Beispiele: Anordnung, welche Arbeiten der Arbeitnehmer erledigen muss, Behandlung des Arbeitsgeräts, Verhalten des Arbeitnehmers gegenüber Kollegen, Rauchverbot, Torkontrolle (Fall a). Die Weisungen dürfen nicht unbillig, also vor allem nicht willkürlich, sein. Grund für ein Rauchverbot: z. B. Brandgefahr, Schutz der nicht rauchenden Arbeitskollegen vor den Gefahren des Passivrauchens (vgl. auch § 5 Abs. 1 Satz 2 ArbStättV); Grund für eine Torkontrolle: Diebstahlsgefahr. Eine Leibesvisitation darf nicht unnötig lange Wartezeiten verursachen und nicht ehrverletzend sein.
157Das Weisungsrecht muss nach billigem Ermessen erfolgen, es hat sich zudem immer im Rahmen der Gesetze, der Kollektivvereinbarungen und des Arbeitsvertrags zu halten; diese gehen also dem Weisungsrecht des Arbeitgebers vor (§ 106 Satz 1 GewO). Für den Arbeitnehmer günstigere Abweichungen von Kollektivnormen sind grundsätzlich zulässig (Preis/Wieg AuR 2016, 314). Bei der Kontrolle des billigen Ermessens hat das Tatsachengericht einen Beurteilungsspielraum (BAG NZA 2017, 152); grundsätzlich sind die beiderseitigen Interessen nach den wesentlichen Umständen des Einzelfalles abzuwägen.

Gesammelte Daten
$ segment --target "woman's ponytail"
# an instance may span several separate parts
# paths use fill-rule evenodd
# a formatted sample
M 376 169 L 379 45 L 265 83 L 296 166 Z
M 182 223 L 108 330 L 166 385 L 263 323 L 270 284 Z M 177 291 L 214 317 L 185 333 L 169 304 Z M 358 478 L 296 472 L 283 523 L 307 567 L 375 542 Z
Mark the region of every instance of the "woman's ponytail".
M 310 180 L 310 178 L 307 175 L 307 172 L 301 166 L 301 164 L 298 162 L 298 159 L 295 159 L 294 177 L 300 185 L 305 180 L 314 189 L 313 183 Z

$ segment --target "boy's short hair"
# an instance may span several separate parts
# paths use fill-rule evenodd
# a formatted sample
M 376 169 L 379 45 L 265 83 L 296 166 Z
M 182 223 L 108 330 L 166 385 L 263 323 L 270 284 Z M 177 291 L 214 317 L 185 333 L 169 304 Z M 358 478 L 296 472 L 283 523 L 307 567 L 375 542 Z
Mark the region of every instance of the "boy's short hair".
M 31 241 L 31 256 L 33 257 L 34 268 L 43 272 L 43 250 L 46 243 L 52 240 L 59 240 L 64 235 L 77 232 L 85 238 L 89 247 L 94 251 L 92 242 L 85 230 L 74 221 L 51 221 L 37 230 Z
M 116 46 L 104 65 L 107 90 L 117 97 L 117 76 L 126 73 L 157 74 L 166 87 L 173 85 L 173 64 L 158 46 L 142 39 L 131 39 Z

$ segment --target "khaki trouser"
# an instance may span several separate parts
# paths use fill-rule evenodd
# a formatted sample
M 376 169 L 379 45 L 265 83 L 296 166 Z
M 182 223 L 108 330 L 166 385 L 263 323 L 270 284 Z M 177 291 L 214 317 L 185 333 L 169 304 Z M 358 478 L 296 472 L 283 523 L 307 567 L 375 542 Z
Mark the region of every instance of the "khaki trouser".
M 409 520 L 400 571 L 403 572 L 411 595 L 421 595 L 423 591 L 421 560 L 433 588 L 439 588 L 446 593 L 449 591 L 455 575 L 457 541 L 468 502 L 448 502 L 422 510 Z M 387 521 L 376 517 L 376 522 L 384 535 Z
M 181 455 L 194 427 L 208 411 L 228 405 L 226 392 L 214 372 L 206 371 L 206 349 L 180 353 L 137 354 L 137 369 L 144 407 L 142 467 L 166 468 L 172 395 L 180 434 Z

▶ _Deine Aufgabe_
Gib den Text zum Weisungsrecht des Arbeitgebers vollständig und Wort für Wort wieder. Die Datensätze braucht man hier nicht.

▶ _Die Lösung_
Beispiele: Anordnung, welche Arbeiten der Arbeitnehmer erledigen muss, Behandlung des Arbeitsgeräts, Verhalten des Arbeitnehmers gegenüber Kollegen, Rauchverbot, Torkontrolle (Fall a). Die Weisungen dürfen nicht unbillig, also vor allem nicht willkürlich, sein. Grund für ein Rauchverbot: z. B. Brandgefahr, Schutz der nicht rauchenden Arbeitskollegen vor den Gefahren des Passivrauchens (vgl. auch § 5 Abs. 1 Satz 2 ArbStättV); Grund für eine Torkontrolle: Diebstahlsgefahr. Eine Leibesvisitation darf nicht unnötig lange Wartezeiten verursachen und nicht ehrverletzend sein.
157Das Weisungsrecht muss nach billigem Ermessen erfolgen, es hat sich zudem immer im Rahmen der Gesetze, der Kollektivvereinbarungen und des Arbeitsvertrags zu halten; diese gehen also dem Weisungsrecht des Arbeitgebers vor (§ 106 Satz 1 GewO). Für den Arbeitnehmer günstigere Abweichungen von Kollektivnormen sind grundsätzlich zulässig (Preis/Wieg AuR 2016, 314). Bei der Kontrolle des billigen Ermessens hat das Tatsachengericht einen Beurteilungsspielraum (BAG NZA 2017, 152); grundsätzlich sind die beiderseitigen Interessen nach den wesentlichen Umständen des Einzelfalles abzuwägen.